In the northeast of the Loreto region, the Putumayo Amazonas Program promotes the creation of the Great Putumayo Amazonas Landscape, a model of territorial planning and governance of natural resources in Amazonia with a comprehensive approach at the landscape scale. The Landscape’s planned extension is 4 million hectares, comprised of the territories of 44 native communities from nine Indigenous Amazonian ethnic groups, and six areas for the conservation and sustainable use of natural resources, with the Yaguas National Park as a nucleus.
Building a participatory model of management for the Amazonian territory
In 1998, native communities in the northeast of the department of Loreto, Peru, sought support from the Instituto del Bien Común (IBC) in order to curb poor local resource use practices and illegal incursions by loggers, hunters and fishermen, which were putting pressure on resources key to their well-being. Responding to this challenge led to, over the following two decades, a joint endeavor: the establishment and management of a landscape-scale model for territorial ordering and natural resource governance in the Amazon, with a holistic approach.

ENTRIES:
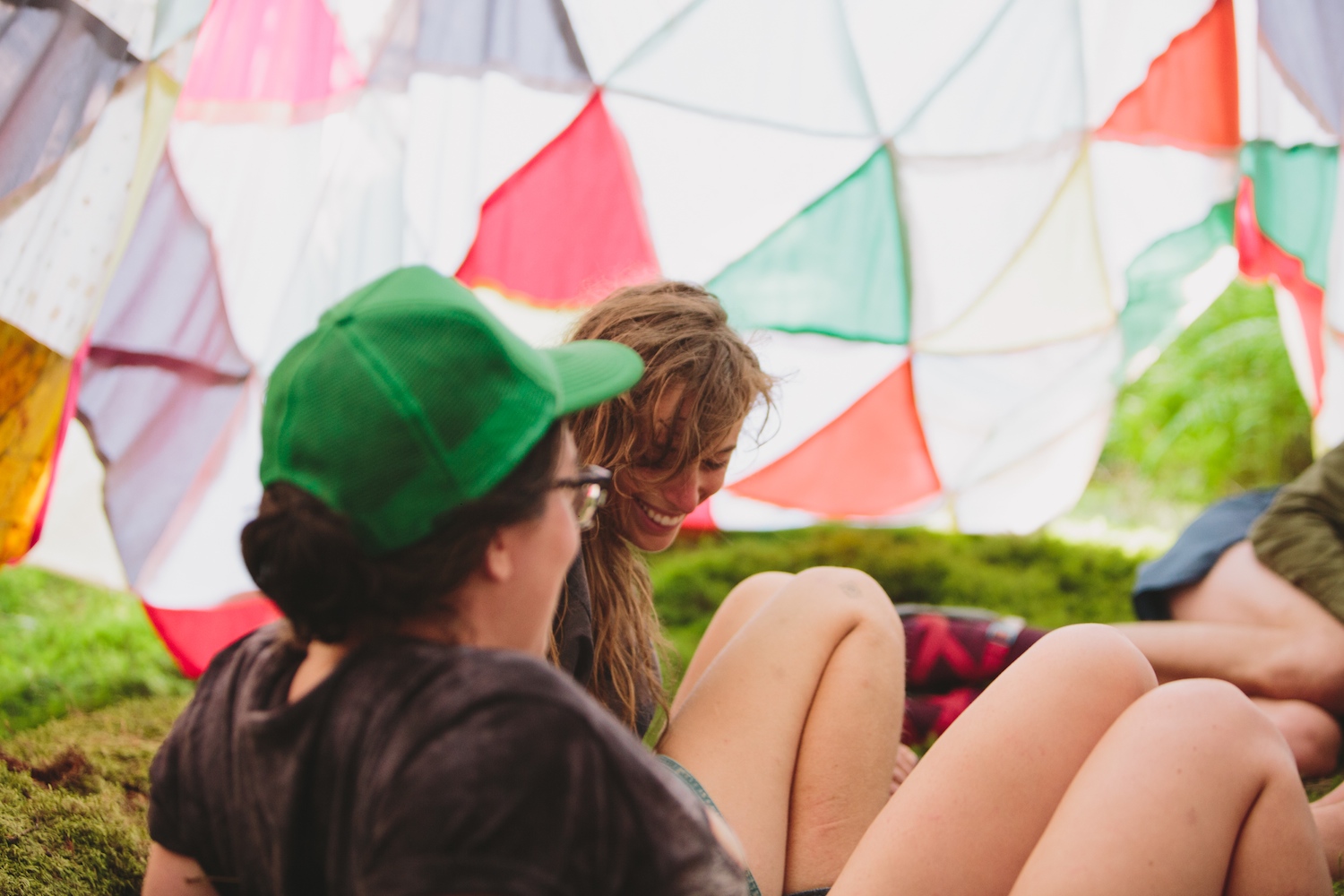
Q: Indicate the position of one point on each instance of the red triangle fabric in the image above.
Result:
(194, 637)
(566, 228)
(1190, 96)
(268, 54)
(1262, 258)
(870, 461)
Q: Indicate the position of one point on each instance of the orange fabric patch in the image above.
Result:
(1190, 96)
(870, 461)
(567, 228)
(32, 394)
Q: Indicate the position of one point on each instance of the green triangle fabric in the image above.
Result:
(838, 268)
(1295, 199)
(1155, 279)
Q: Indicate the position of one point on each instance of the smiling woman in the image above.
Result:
(668, 445)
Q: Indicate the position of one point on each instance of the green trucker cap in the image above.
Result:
(410, 400)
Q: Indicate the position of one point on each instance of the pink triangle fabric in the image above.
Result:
(266, 53)
(569, 226)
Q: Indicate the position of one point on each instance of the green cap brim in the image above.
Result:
(591, 371)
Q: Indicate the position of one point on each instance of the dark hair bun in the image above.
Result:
(304, 556)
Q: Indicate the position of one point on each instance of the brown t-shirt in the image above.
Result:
(421, 769)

WHAT YOU NEED TO DO:
1/ In the Putumayo Amazonas passage, rewrite everything from "Building a participatory" down to "a holistic approach.", swapping "loggers" for "miners".
2/ According to the Putumayo Amazonas passage, what is the planned extension of the Great Putumayo Amazonas Landscape?
3/ Pick up the Putumayo Amazonas passage after its last sentence and carry it forward.

ANSWERS TO THE EXERCISE:
1/
Building a participatory model of management for the Amazonian territory
In 1998, native communities in the northeast of the department of Loreto, Peru, sought support from the Instituto del Bien Común (IBC) in order to curb poor local resource use practices and illegal incursions by miners, hunters and fishermen, which were putting pressure on resources key to their well-being. Responding to this challenge led to, over the following two decades, a joint endeavor: the establishment and management of a landscape-scale model for territorial ordering and natural resource governance in the Amazon, with a holistic approach.

2/ 4 million hectares

3/
In 2004 the Putumayo Amazonas Program was created to promote this innovative model of participatory governance, responding to the challenges posed by the landscape and taking into account its potential and the vision and culture of nine local indigenous peoples. To date, the Program has forged itself a space in regional and national policy through collaboration with authorities in various sectors.
The model comprises various components, such as strengthening governance capacities among local populations, organizing and implementing community surveillance systems, and fostering the resolution of conflicts stemming from the use of resources. It also involves developing a set of management tools, ranging from land and resource use planning, to community management of forests, fisheries and wildlife, and forest monitoring through remote sensing equipment.
A mosaic of conservation and sustainable use areas
The implementation of the model involves the establishment of the Putumayo-Amazonas Landscape, a mosaic of areas intended for the sustainable use and conservation of biodiversity and natural resources. With a proposed extension of 4 million hectares, the Landscape covers the headwaters and middle courses of the Yaguas, Algodón, Cotuhé, Ampiyacu and Apayacu rivers, in the interfluves of the Napo, Putumayo and Amazonas rivers. It is located in the Maynas and Mariscal Ramón Castilla provinces, which are home to extensive Amazonian forests rich in natural and cultural diversity.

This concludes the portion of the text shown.